Computational experiments suggests the conjecture:

All big enough odd numbers $N$ is of the form $N=\sum_{k=1}^n m_k$, where $\sum_{k=1}^n m_k^2$ is prime and all $m_k\in\mathbb Z^+$.

Since the possible combinations of partitions of $N$ increase with increasing $N$ and $n$, the case with $n=2$ is tested for $N<10^8$ and seems to be supported by heuristics, and the cases $n=3,4,5$ are tested for $N$ up to $200$, I'm interested to understand the following, which is my question:

Are there reasons to believe that a proof for some "big" $n$ with $N$ "big enough" would be within reach while proofs for "small" $n$ isn't, at the moment?

**Task requirements:** In the text about odd numbers and prime sums of squares, up to what size of N has the case n=2 been tested? The records have nothing to do with what follows.

**Supplied material:**
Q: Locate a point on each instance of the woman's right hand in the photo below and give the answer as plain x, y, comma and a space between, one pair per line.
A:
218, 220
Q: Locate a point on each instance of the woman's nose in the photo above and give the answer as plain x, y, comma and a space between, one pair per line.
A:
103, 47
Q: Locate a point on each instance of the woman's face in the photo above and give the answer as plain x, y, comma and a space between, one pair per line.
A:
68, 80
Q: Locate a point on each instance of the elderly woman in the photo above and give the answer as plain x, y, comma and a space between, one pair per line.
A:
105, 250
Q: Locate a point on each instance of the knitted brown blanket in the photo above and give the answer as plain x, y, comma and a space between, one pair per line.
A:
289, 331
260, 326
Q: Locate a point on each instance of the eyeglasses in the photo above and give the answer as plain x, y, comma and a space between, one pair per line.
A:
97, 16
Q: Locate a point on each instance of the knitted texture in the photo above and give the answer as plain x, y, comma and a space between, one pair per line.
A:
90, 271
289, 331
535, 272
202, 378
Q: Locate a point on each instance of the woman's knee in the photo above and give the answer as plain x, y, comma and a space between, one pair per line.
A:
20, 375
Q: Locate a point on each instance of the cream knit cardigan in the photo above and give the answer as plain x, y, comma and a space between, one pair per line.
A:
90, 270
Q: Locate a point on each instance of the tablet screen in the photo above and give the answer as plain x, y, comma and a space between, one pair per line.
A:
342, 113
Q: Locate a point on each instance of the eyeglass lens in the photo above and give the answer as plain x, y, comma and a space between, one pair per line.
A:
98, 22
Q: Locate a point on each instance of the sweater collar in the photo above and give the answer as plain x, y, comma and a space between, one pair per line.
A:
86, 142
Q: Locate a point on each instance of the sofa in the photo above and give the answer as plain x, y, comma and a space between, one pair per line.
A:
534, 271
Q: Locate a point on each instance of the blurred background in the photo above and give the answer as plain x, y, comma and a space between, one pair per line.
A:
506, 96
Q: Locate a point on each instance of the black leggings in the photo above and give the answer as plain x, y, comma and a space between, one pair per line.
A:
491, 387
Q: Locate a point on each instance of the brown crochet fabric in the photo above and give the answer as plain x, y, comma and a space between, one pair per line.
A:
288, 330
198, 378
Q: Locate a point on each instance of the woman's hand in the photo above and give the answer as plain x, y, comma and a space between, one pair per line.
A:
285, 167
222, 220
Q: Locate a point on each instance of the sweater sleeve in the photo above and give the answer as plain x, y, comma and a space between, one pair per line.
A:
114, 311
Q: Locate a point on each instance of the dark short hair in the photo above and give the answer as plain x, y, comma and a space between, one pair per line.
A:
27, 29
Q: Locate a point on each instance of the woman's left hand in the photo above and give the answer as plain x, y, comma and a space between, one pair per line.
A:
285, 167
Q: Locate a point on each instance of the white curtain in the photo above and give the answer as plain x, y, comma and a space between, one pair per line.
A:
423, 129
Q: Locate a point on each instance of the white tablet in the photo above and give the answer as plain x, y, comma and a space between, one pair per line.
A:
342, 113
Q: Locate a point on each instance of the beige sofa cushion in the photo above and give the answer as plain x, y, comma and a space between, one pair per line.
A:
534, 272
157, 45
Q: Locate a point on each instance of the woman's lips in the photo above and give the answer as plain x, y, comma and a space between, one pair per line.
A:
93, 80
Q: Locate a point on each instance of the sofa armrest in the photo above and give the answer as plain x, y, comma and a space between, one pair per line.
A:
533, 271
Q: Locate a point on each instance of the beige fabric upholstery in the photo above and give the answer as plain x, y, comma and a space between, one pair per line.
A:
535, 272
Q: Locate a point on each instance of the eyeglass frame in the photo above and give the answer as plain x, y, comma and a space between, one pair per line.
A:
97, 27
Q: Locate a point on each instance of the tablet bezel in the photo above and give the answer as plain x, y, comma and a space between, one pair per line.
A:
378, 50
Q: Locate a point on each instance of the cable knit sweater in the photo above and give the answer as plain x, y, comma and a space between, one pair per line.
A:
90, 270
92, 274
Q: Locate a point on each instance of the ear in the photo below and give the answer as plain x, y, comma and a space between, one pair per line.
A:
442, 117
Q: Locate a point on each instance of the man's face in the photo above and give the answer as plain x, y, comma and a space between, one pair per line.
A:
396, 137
...
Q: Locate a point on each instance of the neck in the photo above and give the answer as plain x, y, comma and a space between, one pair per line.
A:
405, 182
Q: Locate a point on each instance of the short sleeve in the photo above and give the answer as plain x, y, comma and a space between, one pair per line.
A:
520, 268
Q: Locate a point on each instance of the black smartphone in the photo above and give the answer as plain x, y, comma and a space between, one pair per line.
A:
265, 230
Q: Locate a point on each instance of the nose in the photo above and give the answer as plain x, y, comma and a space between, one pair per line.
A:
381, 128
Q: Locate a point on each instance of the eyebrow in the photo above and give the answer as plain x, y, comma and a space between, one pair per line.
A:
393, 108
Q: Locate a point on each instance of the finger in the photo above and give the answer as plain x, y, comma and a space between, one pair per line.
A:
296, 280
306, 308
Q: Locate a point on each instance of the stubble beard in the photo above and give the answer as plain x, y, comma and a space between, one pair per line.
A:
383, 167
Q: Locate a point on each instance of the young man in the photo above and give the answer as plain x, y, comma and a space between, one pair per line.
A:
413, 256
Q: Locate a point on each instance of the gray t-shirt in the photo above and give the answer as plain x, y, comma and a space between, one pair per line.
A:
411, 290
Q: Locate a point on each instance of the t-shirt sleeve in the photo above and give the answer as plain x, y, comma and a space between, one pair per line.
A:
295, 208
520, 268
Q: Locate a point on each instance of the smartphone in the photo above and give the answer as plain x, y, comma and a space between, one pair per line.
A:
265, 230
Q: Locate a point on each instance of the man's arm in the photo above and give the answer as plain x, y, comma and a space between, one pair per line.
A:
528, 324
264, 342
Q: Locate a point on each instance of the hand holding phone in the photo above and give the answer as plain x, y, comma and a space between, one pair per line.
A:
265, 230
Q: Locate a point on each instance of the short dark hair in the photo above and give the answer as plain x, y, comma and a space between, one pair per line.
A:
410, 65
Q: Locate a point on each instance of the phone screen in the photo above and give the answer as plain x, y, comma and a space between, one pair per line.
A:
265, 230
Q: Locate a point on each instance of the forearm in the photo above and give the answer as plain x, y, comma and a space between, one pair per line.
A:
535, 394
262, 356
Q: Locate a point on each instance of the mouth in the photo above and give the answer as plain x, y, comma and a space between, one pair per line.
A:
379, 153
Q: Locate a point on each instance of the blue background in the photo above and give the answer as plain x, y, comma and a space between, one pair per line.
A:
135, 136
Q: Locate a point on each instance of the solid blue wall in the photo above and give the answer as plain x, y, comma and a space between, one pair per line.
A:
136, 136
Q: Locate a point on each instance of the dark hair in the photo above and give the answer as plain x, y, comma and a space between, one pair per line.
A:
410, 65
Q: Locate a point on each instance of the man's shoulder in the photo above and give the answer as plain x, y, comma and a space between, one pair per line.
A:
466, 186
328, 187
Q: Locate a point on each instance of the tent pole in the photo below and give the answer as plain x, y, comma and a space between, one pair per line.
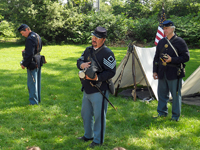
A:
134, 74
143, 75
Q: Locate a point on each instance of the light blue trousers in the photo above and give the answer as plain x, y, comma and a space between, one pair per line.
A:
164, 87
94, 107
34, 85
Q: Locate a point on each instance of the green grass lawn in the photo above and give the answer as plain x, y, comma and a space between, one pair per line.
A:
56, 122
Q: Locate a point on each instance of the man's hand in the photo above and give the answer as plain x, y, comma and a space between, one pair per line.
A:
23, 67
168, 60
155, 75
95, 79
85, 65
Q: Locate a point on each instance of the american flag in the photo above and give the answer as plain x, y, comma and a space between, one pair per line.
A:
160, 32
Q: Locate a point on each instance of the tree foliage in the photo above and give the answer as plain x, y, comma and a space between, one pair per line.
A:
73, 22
* * *
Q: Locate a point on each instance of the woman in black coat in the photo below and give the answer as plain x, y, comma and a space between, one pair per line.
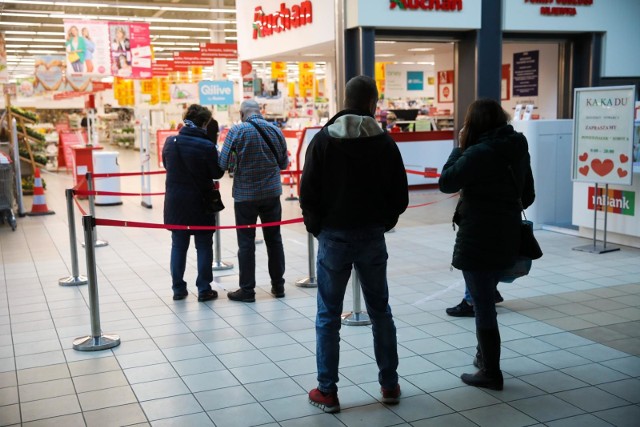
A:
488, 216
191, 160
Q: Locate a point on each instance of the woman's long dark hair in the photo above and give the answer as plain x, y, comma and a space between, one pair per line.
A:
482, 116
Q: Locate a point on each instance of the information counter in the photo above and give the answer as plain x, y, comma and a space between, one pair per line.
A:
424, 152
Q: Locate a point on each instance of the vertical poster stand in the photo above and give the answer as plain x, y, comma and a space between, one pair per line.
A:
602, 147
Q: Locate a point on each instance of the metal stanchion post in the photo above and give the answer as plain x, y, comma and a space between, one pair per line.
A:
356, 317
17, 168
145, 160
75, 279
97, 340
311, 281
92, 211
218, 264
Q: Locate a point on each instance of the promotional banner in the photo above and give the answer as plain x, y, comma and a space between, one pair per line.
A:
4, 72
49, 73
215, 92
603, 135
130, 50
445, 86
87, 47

**Response to this exercise:** For N below 10^8.